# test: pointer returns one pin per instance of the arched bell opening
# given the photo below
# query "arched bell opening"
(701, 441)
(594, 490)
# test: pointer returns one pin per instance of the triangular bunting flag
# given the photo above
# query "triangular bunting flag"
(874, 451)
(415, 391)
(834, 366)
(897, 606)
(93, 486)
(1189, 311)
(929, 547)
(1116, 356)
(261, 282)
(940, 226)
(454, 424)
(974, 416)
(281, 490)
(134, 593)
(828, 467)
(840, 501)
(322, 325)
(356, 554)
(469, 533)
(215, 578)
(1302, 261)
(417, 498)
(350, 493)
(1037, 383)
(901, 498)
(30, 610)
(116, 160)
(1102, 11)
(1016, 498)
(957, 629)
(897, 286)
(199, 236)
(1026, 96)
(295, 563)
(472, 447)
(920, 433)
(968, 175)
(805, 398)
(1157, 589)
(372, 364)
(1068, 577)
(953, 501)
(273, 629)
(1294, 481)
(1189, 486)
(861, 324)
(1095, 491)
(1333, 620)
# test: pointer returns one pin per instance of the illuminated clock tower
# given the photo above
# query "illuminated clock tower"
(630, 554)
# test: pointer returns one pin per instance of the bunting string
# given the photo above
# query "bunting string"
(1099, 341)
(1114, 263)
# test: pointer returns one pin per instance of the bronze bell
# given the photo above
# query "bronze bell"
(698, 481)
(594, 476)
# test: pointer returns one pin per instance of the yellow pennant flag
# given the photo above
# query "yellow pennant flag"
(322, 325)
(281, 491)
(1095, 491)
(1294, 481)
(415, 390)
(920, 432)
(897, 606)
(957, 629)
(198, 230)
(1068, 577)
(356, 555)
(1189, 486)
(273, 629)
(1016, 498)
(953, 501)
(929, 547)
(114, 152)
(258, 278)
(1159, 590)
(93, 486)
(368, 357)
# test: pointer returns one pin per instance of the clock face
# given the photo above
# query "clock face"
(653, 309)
# # # #
| WRITTEN TASK |
Give the lines from the one containing "# test: pointer returns one pin per instance of the bronze" through the end of the entries again, exactly as written and with no other lines.

| FULL RESPONSE |
# test: pointer returns one pin per instance of the bronze bell
# given the photo above
# query "bronze bell"
(698, 481)
(594, 476)
# test: pointer returns one pin per instance of the yellow pennant flag
# given the photo above
# query "yellow pennant flag"
(322, 325)
(281, 491)
(1095, 491)
(1294, 481)
(415, 390)
(920, 432)
(897, 606)
(957, 629)
(198, 230)
(1068, 577)
(356, 555)
(1189, 486)
(273, 629)
(1016, 498)
(953, 501)
(929, 547)
(114, 152)
(258, 278)
(1159, 590)
(93, 486)
(368, 357)
# test: pointer returns one pin per instance of the clock face
# given the photo above
# query "clock face"
(653, 309)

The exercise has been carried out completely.